**Exercise requirements:** Copy out exactly the lines from the one containing "One point for each instance of the short" to the last line of the records below, both included, and leave out any pictures.
>> BEGIN Records for the exercise
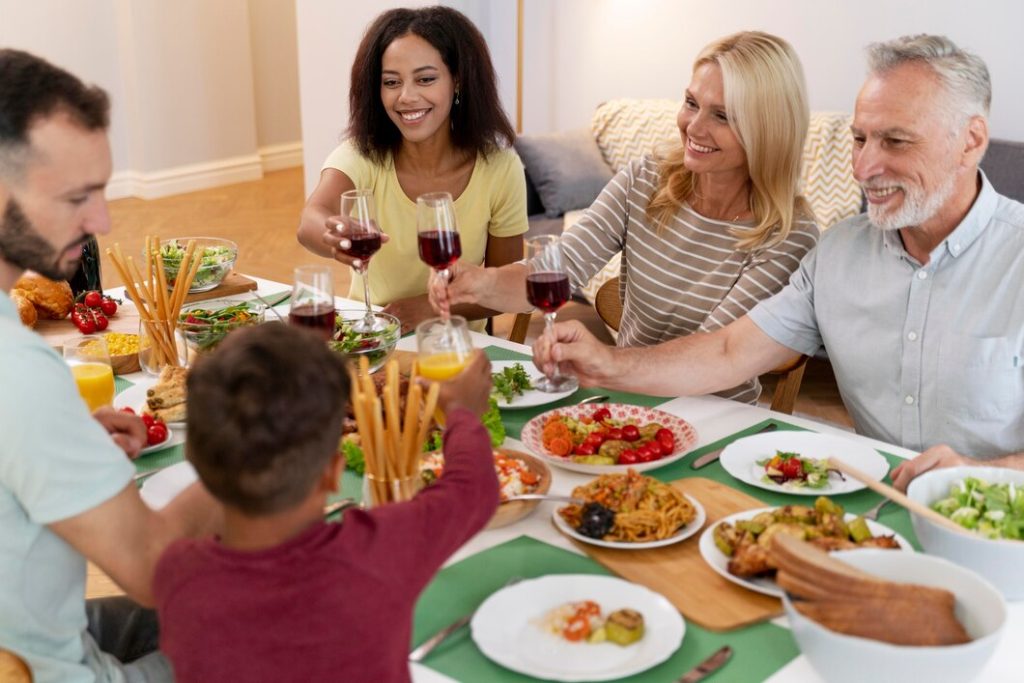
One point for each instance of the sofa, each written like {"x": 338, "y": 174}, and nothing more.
{"x": 565, "y": 171}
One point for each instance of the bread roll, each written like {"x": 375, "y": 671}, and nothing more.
{"x": 25, "y": 308}
{"x": 52, "y": 299}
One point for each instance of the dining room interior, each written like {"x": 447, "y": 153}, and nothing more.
{"x": 221, "y": 117}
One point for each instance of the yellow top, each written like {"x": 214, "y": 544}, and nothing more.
{"x": 494, "y": 203}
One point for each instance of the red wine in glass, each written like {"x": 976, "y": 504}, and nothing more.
{"x": 311, "y": 316}
{"x": 548, "y": 291}
{"x": 439, "y": 249}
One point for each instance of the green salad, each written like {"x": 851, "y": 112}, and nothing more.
{"x": 511, "y": 382}
{"x": 992, "y": 510}
{"x": 215, "y": 262}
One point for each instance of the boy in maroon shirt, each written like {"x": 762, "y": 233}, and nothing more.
{"x": 282, "y": 595}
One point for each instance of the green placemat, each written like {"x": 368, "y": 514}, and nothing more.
{"x": 514, "y": 420}
{"x": 758, "y": 651}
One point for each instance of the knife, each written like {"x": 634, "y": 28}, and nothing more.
{"x": 708, "y": 667}
{"x": 709, "y": 458}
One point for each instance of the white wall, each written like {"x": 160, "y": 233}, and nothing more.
{"x": 582, "y": 52}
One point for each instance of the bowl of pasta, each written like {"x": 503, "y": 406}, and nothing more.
{"x": 630, "y": 511}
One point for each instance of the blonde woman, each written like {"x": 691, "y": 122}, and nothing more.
{"x": 708, "y": 227}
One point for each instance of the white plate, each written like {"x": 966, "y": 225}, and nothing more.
{"x": 160, "y": 488}
{"x": 686, "y": 436}
{"x": 134, "y": 397}
{"x": 681, "y": 535}
{"x": 173, "y": 438}
{"x": 719, "y": 561}
{"x": 507, "y": 630}
{"x": 530, "y": 397}
{"x": 740, "y": 460}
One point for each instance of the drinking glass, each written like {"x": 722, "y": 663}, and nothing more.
{"x": 90, "y": 366}
{"x": 548, "y": 289}
{"x": 312, "y": 300}
{"x": 357, "y": 223}
{"x": 437, "y": 232}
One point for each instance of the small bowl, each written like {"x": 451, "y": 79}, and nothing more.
{"x": 205, "y": 337}
{"x": 997, "y": 560}
{"x": 211, "y": 273}
{"x": 509, "y": 513}
{"x": 843, "y": 658}
{"x": 377, "y": 346}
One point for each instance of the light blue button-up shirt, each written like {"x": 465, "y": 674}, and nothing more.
{"x": 923, "y": 354}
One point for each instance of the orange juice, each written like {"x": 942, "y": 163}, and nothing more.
{"x": 440, "y": 367}
{"x": 95, "y": 383}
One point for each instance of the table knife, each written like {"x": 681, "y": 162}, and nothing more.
{"x": 708, "y": 667}
{"x": 709, "y": 458}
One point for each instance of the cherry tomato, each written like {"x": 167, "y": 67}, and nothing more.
{"x": 584, "y": 450}
{"x": 156, "y": 433}
{"x": 109, "y": 306}
{"x": 628, "y": 457}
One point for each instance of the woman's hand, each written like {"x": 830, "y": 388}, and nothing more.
{"x": 127, "y": 430}
{"x": 337, "y": 244}
{"x": 467, "y": 286}
{"x": 411, "y": 311}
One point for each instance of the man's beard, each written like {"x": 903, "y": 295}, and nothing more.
{"x": 916, "y": 208}
{"x": 23, "y": 246}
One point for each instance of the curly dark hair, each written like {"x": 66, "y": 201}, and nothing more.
{"x": 32, "y": 88}
{"x": 265, "y": 413}
{"x": 478, "y": 122}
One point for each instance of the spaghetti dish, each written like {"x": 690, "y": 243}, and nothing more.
{"x": 645, "y": 509}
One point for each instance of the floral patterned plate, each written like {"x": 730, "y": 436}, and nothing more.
{"x": 686, "y": 435}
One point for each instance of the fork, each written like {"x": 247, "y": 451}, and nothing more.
{"x": 872, "y": 514}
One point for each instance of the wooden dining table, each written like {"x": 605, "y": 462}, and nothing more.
{"x": 532, "y": 547}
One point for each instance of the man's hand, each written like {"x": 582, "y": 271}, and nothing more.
{"x": 935, "y": 458}
{"x": 470, "y": 388}
{"x": 580, "y": 353}
{"x": 127, "y": 430}
{"x": 338, "y": 244}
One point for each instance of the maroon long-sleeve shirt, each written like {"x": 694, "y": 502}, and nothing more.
{"x": 335, "y": 602}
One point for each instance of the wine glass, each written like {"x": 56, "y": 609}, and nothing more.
{"x": 437, "y": 232}
{"x": 90, "y": 366}
{"x": 357, "y": 223}
{"x": 312, "y": 300}
{"x": 548, "y": 289}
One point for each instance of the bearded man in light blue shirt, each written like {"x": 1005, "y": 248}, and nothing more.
{"x": 920, "y": 302}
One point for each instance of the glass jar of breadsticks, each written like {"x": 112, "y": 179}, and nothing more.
{"x": 161, "y": 343}
{"x": 391, "y": 434}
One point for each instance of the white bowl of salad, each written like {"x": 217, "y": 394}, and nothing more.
{"x": 217, "y": 255}
{"x": 989, "y": 501}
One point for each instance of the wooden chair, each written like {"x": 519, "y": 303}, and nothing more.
{"x": 609, "y": 308}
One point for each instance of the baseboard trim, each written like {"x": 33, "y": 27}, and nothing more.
{"x": 185, "y": 178}
{"x": 279, "y": 157}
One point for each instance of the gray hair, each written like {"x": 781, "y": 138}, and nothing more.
{"x": 963, "y": 74}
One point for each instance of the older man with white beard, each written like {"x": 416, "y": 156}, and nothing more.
{"x": 920, "y": 302}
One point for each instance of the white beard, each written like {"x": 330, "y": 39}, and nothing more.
{"x": 916, "y": 207}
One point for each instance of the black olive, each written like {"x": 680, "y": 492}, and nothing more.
{"x": 596, "y": 520}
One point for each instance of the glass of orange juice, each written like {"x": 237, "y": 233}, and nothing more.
{"x": 90, "y": 366}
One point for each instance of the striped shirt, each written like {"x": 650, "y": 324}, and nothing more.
{"x": 690, "y": 278}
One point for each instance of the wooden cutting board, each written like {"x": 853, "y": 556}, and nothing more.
{"x": 681, "y": 574}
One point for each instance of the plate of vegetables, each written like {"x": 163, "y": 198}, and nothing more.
{"x": 608, "y": 439}
{"x": 797, "y": 462}
{"x": 513, "y": 382}
{"x": 577, "y": 628}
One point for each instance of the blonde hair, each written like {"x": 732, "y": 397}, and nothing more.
{"x": 766, "y": 102}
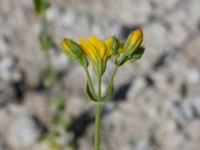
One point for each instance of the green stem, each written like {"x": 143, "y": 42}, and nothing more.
{"x": 98, "y": 117}
{"x": 97, "y": 127}
{"x": 90, "y": 81}
{"x": 111, "y": 80}
{"x": 99, "y": 88}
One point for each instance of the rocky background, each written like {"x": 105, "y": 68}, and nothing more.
{"x": 156, "y": 105}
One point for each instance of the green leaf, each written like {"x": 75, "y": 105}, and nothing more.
{"x": 90, "y": 93}
{"x": 108, "y": 95}
{"x": 49, "y": 77}
{"x": 46, "y": 41}
{"x": 41, "y": 6}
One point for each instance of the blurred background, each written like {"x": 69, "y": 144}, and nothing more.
{"x": 156, "y": 104}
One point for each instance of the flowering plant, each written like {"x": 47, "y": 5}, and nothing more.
{"x": 99, "y": 52}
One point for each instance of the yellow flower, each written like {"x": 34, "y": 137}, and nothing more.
{"x": 113, "y": 45}
{"x": 97, "y": 51}
{"x": 134, "y": 40}
{"x": 132, "y": 49}
{"x": 94, "y": 48}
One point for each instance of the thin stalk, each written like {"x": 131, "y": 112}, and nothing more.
{"x": 111, "y": 80}
{"x": 90, "y": 81}
{"x": 97, "y": 127}
{"x": 98, "y": 117}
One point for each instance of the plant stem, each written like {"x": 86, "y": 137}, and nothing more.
{"x": 97, "y": 127}
{"x": 90, "y": 81}
{"x": 98, "y": 117}
{"x": 111, "y": 80}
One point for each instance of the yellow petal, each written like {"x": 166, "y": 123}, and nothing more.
{"x": 99, "y": 45}
{"x": 88, "y": 48}
{"x": 64, "y": 43}
{"x": 65, "y": 46}
{"x": 108, "y": 42}
{"x": 137, "y": 36}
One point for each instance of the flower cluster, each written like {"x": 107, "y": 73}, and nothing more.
{"x": 99, "y": 52}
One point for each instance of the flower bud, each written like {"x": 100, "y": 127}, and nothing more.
{"x": 74, "y": 51}
{"x": 113, "y": 45}
{"x": 132, "y": 47}
{"x": 134, "y": 41}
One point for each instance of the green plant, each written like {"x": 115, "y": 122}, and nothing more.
{"x": 59, "y": 121}
{"x": 98, "y": 53}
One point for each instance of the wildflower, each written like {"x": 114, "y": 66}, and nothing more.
{"x": 113, "y": 45}
{"x": 132, "y": 47}
{"x": 97, "y": 51}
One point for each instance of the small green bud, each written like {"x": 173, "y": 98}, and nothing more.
{"x": 41, "y": 6}
{"x": 133, "y": 41}
{"x": 74, "y": 51}
{"x": 132, "y": 47}
{"x": 113, "y": 45}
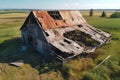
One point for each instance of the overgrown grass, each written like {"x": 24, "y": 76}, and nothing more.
{"x": 76, "y": 69}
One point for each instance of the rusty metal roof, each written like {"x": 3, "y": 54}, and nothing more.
{"x": 69, "y": 18}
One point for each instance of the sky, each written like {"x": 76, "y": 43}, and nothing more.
{"x": 60, "y": 4}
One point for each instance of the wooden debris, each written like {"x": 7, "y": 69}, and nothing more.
{"x": 103, "y": 61}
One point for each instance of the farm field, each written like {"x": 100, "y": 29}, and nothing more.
{"x": 80, "y": 68}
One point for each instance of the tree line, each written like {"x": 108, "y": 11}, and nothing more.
{"x": 114, "y": 15}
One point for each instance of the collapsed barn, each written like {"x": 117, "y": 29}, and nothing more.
{"x": 63, "y": 33}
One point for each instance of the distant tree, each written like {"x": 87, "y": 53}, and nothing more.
{"x": 103, "y": 14}
{"x": 91, "y": 12}
{"x": 115, "y": 15}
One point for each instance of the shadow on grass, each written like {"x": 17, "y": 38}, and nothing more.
{"x": 10, "y": 51}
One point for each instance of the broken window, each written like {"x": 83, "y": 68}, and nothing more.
{"x": 55, "y": 15}
{"x": 81, "y": 38}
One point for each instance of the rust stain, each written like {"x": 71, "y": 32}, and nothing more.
{"x": 49, "y": 23}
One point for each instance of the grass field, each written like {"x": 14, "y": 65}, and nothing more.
{"x": 76, "y": 69}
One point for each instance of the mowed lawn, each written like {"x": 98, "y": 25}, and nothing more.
{"x": 81, "y": 68}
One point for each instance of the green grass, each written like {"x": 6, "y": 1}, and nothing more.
{"x": 76, "y": 69}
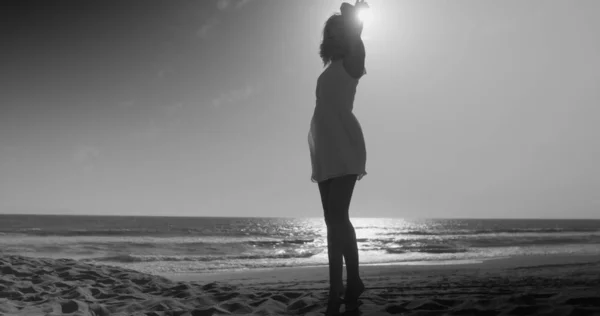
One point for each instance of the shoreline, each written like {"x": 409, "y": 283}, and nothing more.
{"x": 551, "y": 285}
{"x": 319, "y": 273}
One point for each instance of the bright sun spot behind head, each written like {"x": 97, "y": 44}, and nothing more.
{"x": 364, "y": 15}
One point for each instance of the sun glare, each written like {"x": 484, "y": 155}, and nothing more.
{"x": 365, "y": 15}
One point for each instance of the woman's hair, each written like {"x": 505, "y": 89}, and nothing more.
{"x": 333, "y": 46}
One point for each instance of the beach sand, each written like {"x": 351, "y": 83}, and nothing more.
{"x": 547, "y": 285}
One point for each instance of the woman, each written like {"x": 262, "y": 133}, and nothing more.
{"x": 337, "y": 148}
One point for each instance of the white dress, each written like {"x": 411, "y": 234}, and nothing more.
{"x": 336, "y": 141}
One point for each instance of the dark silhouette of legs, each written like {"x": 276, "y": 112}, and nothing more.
{"x": 336, "y": 195}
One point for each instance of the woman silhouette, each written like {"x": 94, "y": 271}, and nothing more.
{"x": 337, "y": 148}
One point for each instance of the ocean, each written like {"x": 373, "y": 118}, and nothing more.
{"x": 161, "y": 245}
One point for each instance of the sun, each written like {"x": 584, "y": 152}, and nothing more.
{"x": 365, "y": 15}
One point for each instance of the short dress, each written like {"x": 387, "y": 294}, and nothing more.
{"x": 335, "y": 139}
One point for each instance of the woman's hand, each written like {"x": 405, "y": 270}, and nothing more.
{"x": 349, "y": 10}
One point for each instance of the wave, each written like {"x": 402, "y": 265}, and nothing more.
{"x": 494, "y": 231}
{"x": 129, "y": 258}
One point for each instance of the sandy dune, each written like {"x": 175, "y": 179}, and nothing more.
{"x": 549, "y": 286}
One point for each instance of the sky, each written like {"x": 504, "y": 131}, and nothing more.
{"x": 470, "y": 108}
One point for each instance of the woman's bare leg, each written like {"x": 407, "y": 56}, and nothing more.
{"x": 336, "y": 284}
{"x": 341, "y": 236}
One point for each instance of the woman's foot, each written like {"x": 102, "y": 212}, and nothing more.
{"x": 353, "y": 294}
{"x": 333, "y": 307}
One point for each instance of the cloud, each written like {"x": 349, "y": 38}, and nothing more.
{"x": 207, "y": 27}
{"x": 234, "y": 96}
{"x": 149, "y": 130}
{"x": 171, "y": 109}
{"x": 86, "y": 154}
{"x": 127, "y": 104}
{"x": 222, "y": 6}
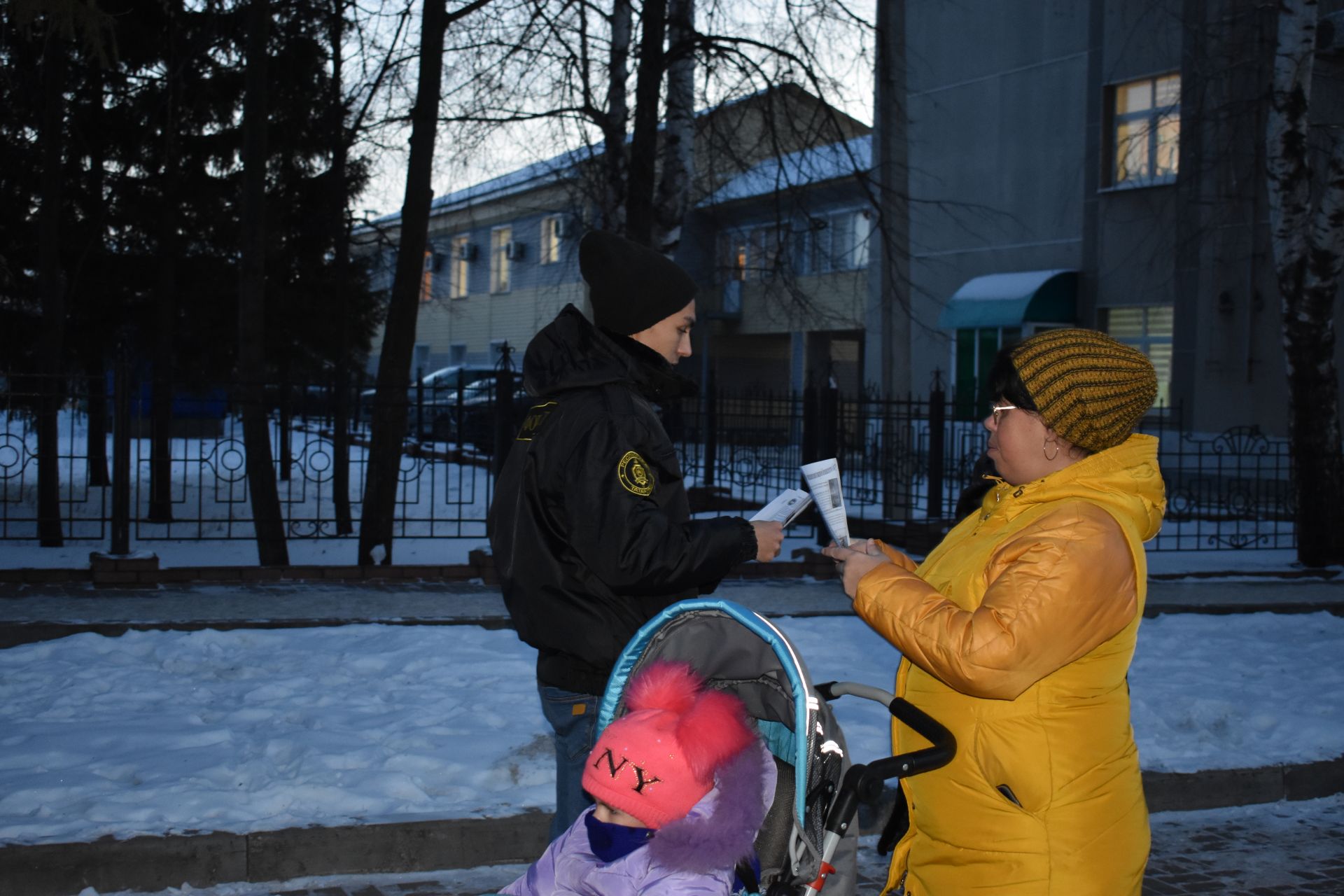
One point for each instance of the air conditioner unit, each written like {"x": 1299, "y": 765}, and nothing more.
{"x": 1329, "y": 35}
>> END Records for the exercise
**Solution to this problem:**
One point for each instance of the short dress, each written like {"x": 387, "y": 294}, and nothing more.
{"x": 335, "y": 139}
One point for each instance of the woman's hand, each written like {"x": 405, "y": 270}, and nothing more.
{"x": 349, "y": 10}
One point for each instance of the wave, each written like {"x": 402, "y": 265}, and nothing more.
{"x": 494, "y": 231}
{"x": 129, "y": 258}
One point for each instance of the sandy dune, each written like {"x": 175, "y": 179}, and nothing more.
{"x": 549, "y": 286}
One point for each instance of the sky, each written like {"x": 504, "y": 131}, and nothing more.
{"x": 470, "y": 108}
One point for each instance of the woman's bare leg, each written like {"x": 407, "y": 56}, and nothing more.
{"x": 336, "y": 284}
{"x": 341, "y": 236}
One point for each instance of the woman's foot, each written like {"x": 102, "y": 212}, and nothing more.
{"x": 353, "y": 294}
{"x": 333, "y": 307}
One point for each instance of the cloud, each written like {"x": 349, "y": 38}, and nothing more.
{"x": 207, "y": 27}
{"x": 234, "y": 96}
{"x": 149, "y": 130}
{"x": 171, "y": 109}
{"x": 86, "y": 154}
{"x": 127, "y": 104}
{"x": 222, "y": 6}
One point for each instance of the air conditioner unit, each written like {"x": 1299, "y": 765}, and nothing more.
{"x": 1329, "y": 35}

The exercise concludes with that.